[Object detection data]
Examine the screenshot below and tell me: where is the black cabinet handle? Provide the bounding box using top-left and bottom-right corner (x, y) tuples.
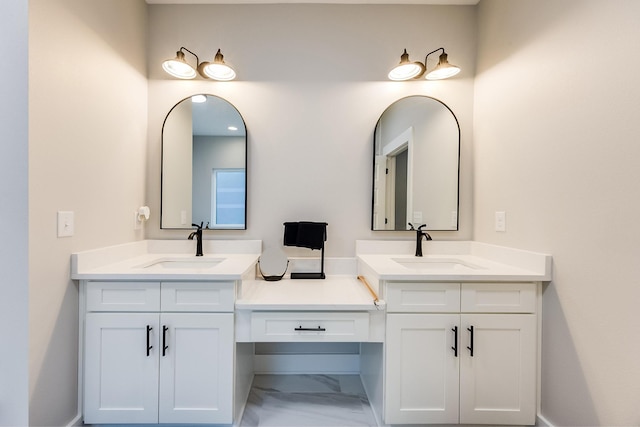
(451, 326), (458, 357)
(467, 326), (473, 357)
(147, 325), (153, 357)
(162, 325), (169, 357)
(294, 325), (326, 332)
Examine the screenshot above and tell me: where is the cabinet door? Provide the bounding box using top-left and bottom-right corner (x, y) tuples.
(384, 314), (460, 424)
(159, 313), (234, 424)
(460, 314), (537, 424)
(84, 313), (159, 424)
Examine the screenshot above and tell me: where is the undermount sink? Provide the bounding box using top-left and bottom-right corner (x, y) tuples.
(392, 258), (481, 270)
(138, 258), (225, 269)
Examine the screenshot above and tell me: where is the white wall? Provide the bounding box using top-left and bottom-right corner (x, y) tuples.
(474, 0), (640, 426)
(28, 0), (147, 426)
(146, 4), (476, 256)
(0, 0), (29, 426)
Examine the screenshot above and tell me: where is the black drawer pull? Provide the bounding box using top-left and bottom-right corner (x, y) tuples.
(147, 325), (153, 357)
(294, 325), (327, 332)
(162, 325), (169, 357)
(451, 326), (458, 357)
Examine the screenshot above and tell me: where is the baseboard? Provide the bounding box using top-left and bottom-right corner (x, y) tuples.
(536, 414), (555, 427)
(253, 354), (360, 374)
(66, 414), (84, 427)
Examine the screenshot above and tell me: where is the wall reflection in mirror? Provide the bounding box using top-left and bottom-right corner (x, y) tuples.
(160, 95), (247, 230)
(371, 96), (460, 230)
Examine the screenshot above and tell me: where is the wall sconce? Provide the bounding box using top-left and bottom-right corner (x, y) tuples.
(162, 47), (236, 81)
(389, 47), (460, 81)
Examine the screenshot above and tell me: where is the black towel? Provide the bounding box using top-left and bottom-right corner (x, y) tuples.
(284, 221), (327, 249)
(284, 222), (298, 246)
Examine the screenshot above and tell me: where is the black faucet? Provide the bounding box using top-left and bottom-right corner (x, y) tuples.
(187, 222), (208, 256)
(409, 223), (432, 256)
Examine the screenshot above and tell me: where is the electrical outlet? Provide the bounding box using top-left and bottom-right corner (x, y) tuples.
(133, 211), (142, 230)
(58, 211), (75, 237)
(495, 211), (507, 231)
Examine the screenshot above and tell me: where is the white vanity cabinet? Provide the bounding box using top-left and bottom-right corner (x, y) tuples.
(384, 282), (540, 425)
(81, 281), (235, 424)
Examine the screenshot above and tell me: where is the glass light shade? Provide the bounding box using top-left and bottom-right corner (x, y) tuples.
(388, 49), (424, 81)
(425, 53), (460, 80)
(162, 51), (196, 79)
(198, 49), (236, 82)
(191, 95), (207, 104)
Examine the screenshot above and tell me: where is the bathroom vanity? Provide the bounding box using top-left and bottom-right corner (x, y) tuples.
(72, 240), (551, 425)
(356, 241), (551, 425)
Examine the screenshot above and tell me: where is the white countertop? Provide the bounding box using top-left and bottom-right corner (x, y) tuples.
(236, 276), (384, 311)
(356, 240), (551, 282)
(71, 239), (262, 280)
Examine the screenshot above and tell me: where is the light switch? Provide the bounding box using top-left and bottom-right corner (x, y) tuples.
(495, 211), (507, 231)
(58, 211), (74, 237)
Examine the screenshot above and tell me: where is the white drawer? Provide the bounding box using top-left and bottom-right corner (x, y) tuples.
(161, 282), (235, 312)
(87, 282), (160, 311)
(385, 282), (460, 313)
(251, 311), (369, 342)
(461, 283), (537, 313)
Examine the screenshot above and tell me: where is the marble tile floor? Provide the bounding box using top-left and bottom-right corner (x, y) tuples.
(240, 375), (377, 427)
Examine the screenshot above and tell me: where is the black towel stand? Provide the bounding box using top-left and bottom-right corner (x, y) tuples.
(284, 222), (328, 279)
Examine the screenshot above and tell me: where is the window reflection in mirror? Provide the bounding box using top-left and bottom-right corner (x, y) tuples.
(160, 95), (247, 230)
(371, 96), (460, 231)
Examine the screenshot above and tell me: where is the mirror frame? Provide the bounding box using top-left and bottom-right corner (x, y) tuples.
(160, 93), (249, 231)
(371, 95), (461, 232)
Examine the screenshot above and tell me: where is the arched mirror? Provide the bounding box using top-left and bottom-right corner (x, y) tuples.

---

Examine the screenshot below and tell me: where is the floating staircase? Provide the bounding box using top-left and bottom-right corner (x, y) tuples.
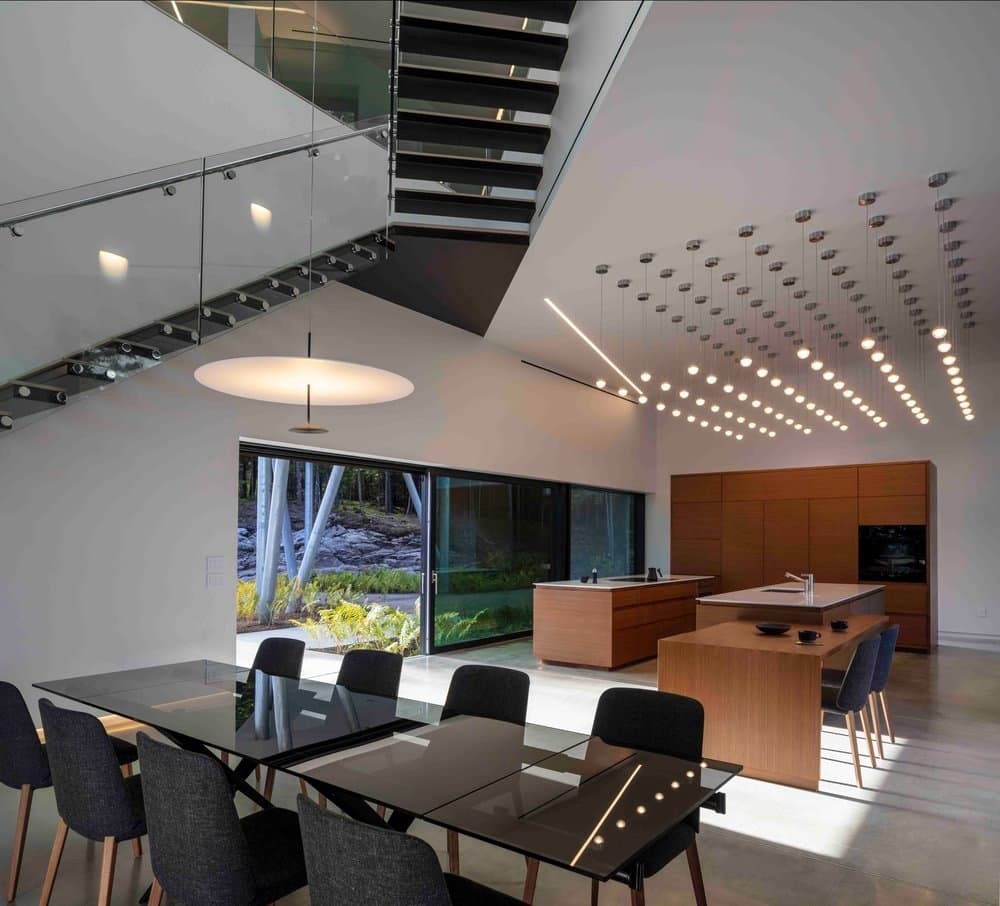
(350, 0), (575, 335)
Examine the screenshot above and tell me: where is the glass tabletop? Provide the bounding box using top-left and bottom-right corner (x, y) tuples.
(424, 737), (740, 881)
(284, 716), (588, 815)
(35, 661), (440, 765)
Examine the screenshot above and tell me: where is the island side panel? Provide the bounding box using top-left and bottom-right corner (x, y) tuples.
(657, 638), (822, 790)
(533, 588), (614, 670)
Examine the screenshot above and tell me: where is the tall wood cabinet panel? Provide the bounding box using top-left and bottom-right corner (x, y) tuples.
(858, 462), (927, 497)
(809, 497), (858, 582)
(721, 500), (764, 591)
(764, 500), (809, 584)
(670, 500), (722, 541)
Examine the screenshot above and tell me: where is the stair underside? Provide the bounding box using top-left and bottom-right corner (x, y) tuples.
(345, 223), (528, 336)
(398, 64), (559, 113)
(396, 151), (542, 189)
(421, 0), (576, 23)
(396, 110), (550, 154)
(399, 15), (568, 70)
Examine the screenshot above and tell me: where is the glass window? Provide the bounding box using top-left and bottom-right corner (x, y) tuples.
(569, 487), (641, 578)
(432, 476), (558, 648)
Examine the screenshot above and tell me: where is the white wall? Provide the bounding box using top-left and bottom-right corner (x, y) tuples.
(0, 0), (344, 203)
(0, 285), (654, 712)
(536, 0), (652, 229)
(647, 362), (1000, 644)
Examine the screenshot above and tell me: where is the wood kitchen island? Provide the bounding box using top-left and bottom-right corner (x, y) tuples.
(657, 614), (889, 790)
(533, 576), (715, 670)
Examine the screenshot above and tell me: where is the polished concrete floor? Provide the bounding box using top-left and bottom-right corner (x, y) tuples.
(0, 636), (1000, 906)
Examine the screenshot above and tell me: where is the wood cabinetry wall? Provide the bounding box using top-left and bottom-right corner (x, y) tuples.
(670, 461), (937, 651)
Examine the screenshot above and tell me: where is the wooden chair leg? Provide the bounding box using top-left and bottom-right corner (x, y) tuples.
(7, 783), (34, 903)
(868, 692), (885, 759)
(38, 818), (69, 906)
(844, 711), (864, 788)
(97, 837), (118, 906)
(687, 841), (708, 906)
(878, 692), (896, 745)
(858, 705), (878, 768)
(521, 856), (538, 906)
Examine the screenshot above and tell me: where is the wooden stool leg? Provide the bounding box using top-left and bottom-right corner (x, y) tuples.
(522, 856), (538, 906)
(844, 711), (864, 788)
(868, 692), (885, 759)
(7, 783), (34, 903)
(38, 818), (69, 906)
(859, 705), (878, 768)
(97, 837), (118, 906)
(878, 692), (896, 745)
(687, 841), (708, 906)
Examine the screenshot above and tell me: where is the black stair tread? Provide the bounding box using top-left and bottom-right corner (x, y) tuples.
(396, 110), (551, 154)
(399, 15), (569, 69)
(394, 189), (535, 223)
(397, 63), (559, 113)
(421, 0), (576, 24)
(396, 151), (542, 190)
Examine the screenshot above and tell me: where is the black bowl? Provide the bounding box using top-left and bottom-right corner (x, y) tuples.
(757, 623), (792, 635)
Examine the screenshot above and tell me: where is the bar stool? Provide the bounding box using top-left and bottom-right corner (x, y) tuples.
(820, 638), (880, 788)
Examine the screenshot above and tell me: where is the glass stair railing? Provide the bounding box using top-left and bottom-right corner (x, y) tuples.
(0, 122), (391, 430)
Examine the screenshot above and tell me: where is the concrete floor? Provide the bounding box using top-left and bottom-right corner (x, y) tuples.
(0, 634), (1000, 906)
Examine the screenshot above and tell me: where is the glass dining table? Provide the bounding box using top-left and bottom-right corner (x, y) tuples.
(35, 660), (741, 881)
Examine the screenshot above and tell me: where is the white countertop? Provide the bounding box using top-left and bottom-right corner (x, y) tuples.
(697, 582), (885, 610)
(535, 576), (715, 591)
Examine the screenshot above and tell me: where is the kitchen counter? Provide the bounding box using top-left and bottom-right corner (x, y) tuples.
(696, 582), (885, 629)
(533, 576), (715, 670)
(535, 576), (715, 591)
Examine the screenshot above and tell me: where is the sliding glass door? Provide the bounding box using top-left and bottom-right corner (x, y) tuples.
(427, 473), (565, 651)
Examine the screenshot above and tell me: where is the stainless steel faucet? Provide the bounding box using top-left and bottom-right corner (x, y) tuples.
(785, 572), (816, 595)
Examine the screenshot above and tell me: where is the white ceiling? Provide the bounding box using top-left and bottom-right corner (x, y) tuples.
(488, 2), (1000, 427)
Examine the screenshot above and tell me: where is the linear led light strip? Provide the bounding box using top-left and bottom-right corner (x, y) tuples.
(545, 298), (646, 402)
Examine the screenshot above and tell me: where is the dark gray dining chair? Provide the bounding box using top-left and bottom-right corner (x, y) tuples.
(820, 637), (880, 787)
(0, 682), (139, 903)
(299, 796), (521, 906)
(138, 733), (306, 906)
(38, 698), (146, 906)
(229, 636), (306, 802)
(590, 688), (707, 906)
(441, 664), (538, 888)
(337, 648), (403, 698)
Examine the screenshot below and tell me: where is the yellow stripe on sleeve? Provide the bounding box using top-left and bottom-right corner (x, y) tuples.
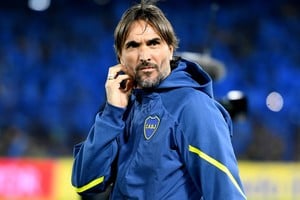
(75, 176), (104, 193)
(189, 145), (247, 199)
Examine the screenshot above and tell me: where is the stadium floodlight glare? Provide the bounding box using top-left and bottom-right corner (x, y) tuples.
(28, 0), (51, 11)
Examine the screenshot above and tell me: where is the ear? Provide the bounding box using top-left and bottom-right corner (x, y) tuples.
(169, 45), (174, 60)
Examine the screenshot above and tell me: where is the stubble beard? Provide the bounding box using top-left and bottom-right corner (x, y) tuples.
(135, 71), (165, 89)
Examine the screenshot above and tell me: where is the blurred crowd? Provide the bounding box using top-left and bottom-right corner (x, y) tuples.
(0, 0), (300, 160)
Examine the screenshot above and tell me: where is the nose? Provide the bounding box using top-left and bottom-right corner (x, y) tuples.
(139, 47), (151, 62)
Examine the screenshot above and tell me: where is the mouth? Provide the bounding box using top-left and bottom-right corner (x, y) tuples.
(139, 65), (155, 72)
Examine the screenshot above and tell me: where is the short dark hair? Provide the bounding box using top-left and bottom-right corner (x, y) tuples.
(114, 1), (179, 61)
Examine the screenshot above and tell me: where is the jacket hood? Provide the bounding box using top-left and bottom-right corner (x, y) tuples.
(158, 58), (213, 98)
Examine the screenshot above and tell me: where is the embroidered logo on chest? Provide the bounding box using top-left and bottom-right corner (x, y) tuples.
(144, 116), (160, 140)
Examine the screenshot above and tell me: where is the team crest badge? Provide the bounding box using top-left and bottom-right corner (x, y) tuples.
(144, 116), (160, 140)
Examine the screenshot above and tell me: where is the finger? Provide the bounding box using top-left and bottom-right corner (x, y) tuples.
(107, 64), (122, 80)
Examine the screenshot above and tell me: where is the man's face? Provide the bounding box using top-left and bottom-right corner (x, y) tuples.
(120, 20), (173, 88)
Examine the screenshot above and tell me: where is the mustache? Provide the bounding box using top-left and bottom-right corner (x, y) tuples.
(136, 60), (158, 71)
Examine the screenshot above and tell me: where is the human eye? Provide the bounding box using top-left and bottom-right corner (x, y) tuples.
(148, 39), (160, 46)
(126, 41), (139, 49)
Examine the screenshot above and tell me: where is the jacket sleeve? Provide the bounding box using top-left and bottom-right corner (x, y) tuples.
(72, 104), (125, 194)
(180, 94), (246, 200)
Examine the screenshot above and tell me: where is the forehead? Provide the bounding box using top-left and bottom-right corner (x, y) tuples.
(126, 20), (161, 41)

Exercise requirements
In the material, reproduce the lines starting at the one containing "black towel stand?" and ending at the one containing "(371, 95), (461, 232)", substituting "mirror border" for "mirror frame" and leaving everything else unchanged.

Full response
Examine the screenshot above and tell me: where is the black towel stand? Provide the bounding box using top-left and bottom-right corner (x, y) tuples.
(284, 222), (328, 279)
Examine the screenshot above and tell me: where is the window reflection in mirror? Provide the bounding box using top-left and bottom-right corner (x, y) tuples.
(160, 95), (247, 230)
(371, 96), (460, 231)
Examine the screenshot above and tell me: where is the mirror border? Provide the bounding box using top-left and bottom-right corner (x, y) tuples.
(160, 93), (249, 231)
(371, 95), (461, 232)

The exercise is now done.